▸ Task description
Without including any pictures, reproduce the full listing exactly.
[[ Exercise input open ]]
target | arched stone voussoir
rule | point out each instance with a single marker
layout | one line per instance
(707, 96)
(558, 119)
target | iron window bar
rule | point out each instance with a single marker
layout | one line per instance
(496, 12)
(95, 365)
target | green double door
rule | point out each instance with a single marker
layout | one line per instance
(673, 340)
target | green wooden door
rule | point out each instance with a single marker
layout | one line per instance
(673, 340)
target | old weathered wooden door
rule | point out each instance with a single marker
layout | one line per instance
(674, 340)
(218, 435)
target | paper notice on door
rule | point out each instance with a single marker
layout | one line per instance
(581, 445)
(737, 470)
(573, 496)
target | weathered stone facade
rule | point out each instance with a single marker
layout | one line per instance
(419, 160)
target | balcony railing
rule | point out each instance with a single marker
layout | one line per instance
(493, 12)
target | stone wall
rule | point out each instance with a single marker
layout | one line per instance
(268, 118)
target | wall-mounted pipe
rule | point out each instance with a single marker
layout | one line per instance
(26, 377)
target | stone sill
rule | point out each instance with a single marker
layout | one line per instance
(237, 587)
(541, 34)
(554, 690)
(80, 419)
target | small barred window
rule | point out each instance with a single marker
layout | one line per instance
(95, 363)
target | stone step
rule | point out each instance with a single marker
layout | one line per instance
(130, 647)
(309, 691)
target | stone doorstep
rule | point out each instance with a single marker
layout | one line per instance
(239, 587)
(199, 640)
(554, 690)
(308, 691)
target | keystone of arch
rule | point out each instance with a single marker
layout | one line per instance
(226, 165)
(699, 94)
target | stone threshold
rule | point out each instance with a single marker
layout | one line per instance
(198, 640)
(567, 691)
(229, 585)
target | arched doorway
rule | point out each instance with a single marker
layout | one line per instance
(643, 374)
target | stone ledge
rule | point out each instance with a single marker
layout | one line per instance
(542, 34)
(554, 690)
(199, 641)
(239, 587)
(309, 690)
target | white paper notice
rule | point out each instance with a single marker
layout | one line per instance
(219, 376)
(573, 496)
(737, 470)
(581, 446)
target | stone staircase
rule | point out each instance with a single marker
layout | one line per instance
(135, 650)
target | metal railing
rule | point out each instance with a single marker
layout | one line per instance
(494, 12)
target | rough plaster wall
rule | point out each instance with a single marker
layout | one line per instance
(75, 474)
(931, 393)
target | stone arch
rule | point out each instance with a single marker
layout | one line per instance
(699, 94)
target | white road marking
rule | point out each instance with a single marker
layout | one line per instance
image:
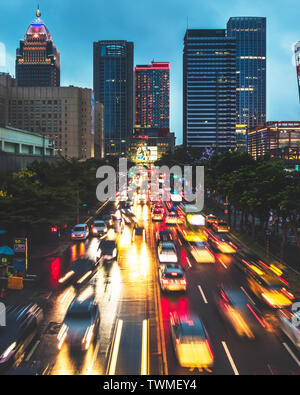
(291, 354)
(144, 358)
(202, 293)
(32, 350)
(115, 352)
(230, 359)
(251, 300)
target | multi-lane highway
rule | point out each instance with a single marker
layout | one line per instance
(134, 335)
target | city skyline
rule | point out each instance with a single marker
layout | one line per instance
(282, 93)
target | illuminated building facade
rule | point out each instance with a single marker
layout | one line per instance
(277, 139)
(297, 58)
(209, 89)
(37, 61)
(250, 34)
(152, 95)
(113, 87)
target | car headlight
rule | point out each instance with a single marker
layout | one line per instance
(8, 350)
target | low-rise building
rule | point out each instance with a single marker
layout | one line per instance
(277, 139)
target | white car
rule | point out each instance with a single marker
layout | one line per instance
(80, 232)
(172, 278)
(99, 228)
(289, 322)
(201, 253)
(167, 252)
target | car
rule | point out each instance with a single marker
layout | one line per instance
(138, 231)
(99, 228)
(200, 252)
(190, 341)
(167, 252)
(172, 219)
(163, 235)
(80, 232)
(289, 323)
(269, 289)
(220, 226)
(172, 278)
(221, 243)
(107, 250)
(142, 200)
(210, 219)
(157, 214)
(117, 223)
(79, 272)
(237, 310)
(22, 324)
(80, 325)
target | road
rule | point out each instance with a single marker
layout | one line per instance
(134, 333)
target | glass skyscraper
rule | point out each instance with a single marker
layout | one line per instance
(113, 87)
(209, 89)
(250, 34)
(297, 59)
(152, 93)
(37, 60)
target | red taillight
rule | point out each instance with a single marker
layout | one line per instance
(209, 348)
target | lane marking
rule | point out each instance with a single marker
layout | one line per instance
(145, 353)
(202, 293)
(32, 350)
(230, 359)
(291, 354)
(116, 346)
(251, 300)
(188, 262)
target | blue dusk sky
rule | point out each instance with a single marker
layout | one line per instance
(157, 28)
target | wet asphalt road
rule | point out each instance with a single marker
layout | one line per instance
(134, 335)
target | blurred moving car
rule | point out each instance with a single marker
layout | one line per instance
(190, 341)
(220, 226)
(172, 219)
(201, 253)
(172, 278)
(107, 250)
(210, 219)
(99, 228)
(221, 243)
(79, 271)
(138, 230)
(234, 306)
(80, 232)
(163, 235)
(21, 326)
(80, 325)
(157, 214)
(269, 289)
(289, 323)
(167, 252)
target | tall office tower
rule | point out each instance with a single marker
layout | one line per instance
(152, 95)
(209, 89)
(297, 57)
(113, 87)
(250, 34)
(37, 61)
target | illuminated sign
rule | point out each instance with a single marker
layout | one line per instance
(146, 153)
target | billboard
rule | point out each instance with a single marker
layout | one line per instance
(146, 153)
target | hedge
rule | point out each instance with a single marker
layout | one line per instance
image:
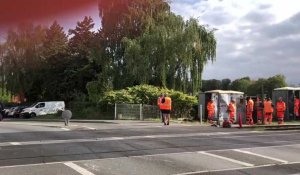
(182, 104)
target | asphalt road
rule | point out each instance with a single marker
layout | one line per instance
(144, 148)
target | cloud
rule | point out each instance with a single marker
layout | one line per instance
(256, 38)
(286, 28)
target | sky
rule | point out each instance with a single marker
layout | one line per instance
(256, 38)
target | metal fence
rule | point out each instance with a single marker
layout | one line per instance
(136, 112)
(88, 110)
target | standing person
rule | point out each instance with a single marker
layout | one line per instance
(296, 107)
(259, 110)
(280, 109)
(268, 109)
(249, 111)
(66, 115)
(159, 102)
(231, 109)
(210, 111)
(166, 107)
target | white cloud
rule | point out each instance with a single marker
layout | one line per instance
[[ Exercise input closed ]]
▸ Output of the exercise
target | arched stone voussoir
rule | point out each instance with a single marker
layout | one line per instance
(707, 96)
(558, 119)
target | iron window bar
rule | point out each instance with a single marker
layout | one line per instance
(496, 12)
(95, 365)
target | green double door
rule | point out each instance with a single marker
layout | one line per instance
(673, 340)
target | green wooden door
rule | point out each instance with a single marker
layout | one line per instance
(673, 340)
target | old weathered wooden door
rule | point out each instance with a single marker
layout | one line per instance
(674, 340)
(218, 435)
target | paper notice on door
rule | point out each instance with a single marker
layout | one line per instance
(581, 445)
(737, 470)
(573, 496)
target | weathered stone facade
rule | point out each instance with a single marker
layout | one line per instance
(419, 160)
target | balcony railing
rule | point out each instance with a single marker
layout | one line per instance
(493, 12)
target | stone wall
rule | point out each instance with a single marker
layout | one line per instance
(268, 118)
target | wall-mounted pipe
rule | point out each instance with a single marker
layout | one line per instance
(26, 377)
target | stone sill
rule | point out each instance with a single marker
layout | one line per instance
(237, 587)
(541, 34)
(554, 690)
(80, 419)
target | small barred window
rule | point out each instance with a single marker
layout | one line per instance
(95, 363)
target | stone step
rule | point out each instance with a single marker
layout | one line per instance
(130, 647)
(309, 691)
target | stone doorstep
rule | point out each instance with a single marker
layout | one line per instance
(239, 587)
(199, 640)
(554, 690)
(308, 691)
target | keystone of arch
rule | point out each instance with a single marker
layout | one line per instance
(226, 165)
(699, 94)
target | stone threshold
rule | point out each instance with a single marker
layout | one line per instance
(198, 640)
(567, 691)
(229, 585)
target | arched doorway
rule | point out each instance with a single marker
layout | one line per instance
(643, 374)
target | stone ledge
rule | point out each instance with a single marker
layout | one line per instance
(542, 34)
(554, 690)
(199, 641)
(239, 587)
(309, 690)
target | white paper notice
rule | point out each instance with a single marker
layout | one line per instance
(219, 376)
(573, 496)
(737, 470)
(581, 446)
target | stone staircase
rule | point out each instance with a single marker
layout | one line per instance
(135, 650)
target | metal railing
rule | point out each instance with a single marker
layout | one line per instance
(494, 12)
target | rough plaster wall
rule | point out each instance with a single marker
layout | one line per instance
(75, 474)
(931, 393)
target | stone arch
rule | point out each instance with a single marker
layout | one line per instance
(699, 94)
target | white road marking
rule | point out each instance with a single marker
layout | one line per instance
image:
(291, 354)
(144, 358)
(202, 293)
(32, 350)
(115, 352)
(230, 359)
(251, 300)
target | multi-lane highway
rule | point out each instance with a single marker
layout | one line per instance
(134, 335)
target | city skyline
rule | point out each instance with a single marker
layout | one line per instance
(282, 93)
target | illuminated building facade
rule | point out each instance with a single marker
layout | one line per instance
(277, 139)
(297, 58)
(209, 89)
(37, 61)
(250, 34)
(152, 95)
(113, 87)
target | car headlight
rule | point out each instance with a single marker
layout | one line per instance
(8, 350)
target | low-rise building
rule | point out each instance with a single marker
layout | one line per instance
(277, 139)
target | white car
rule | point out each instance with a single marker
layout | one line per instance
(80, 232)
(172, 278)
(99, 228)
(289, 322)
(201, 253)
(167, 252)
target | car
rule | point out each instance with a single marker
layout | one line per instance
(138, 231)
(99, 228)
(200, 252)
(190, 341)
(167, 252)
(172, 219)
(163, 235)
(80, 232)
(289, 323)
(269, 289)
(220, 226)
(172, 278)
(221, 243)
(107, 250)
(142, 200)
(210, 219)
(157, 214)
(117, 223)
(79, 272)
(237, 310)
(22, 324)
(80, 325)
target | road
rule | point out each instance with a single marker
layout | one line per instance
(134, 333)
target | glass skyscraper
rule | point out each instance with a single marker
layout | one line per instance
(113, 87)
(209, 89)
(250, 34)
(297, 59)
(152, 93)
(37, 60)
target | red taillight
rule | point out each instance with a single marker
layout | one line per instance
(209, 348)
target | lane marking
rule | point out each instance with a single marker
layout | one line per instance
(145, 353)
(202, 293)
(32, 350)
(230, 359)
(291, 354)
(116, 346)
(251, 300)
(188, 262)
target | blue dusk sky
rule | point out each instance with a single marker
layout | one line per instance
(157, 28)
target | wet asphalt road
rule | point out each instance with a single marker
layout | one line per instance
(134, 335)
target | blurred moving car
rule | point out each instance with a single marker
layout | one line per instance
(190, 341)
(220, 226)
(172, 219)
(201, 253)
(172, 278)
(107, 250)
(210, 219)
(99, 228)
(221, 243)
(79, 271)
(138, 230)
(234, 306)
(80, 232)
(163, 235)
(21, 326)
(80, 325)
(157, 214)
(269, 289)
(289, 323)
(167, 252)
target | tall office tower
rule | point out each instance with a single marker
layout | one line per instance
(152, 95)
(209, 89)
(297, 57)
(113, 87)
(250, 34)
(37, 61)
target | illuminated sign
rule | point out each instance with a single marker
layout | one line per instance
(146, 153)
target | billboard
rule | point out each instance with a single marker
layout | one line per instance
(146, 153)
target | hedge
rule | point out each instance with a single marker
layout | one line per instance
image:
(182, 104)
target | asphalt road
rule | point out each instance with a single marker
layout | one line per instance
(144, 148)
target | cloud
rule | point out each instance with a single marker
layout | one line per instance
(256, 38)
(286, 28)
target | sky
rule | point out each instance with a single marker
layout | one line per instance
(256, 38)
target | metal fence
rule | point out each instance with a single marker
layout | one line per instance
(136, 112)
(88, 110)
target | standing person
rule | point out each instance with a single marker
layout | one line per instance
(296, 107)
(259, 110)
(280, 109)
(268, 109)
(249, 111)
(66, 115)
(159, 102)
(231, 109)
(210, 111)
(166, 107)
target | white cloud
rule | point out each instance with a single marker
layout | one line per instance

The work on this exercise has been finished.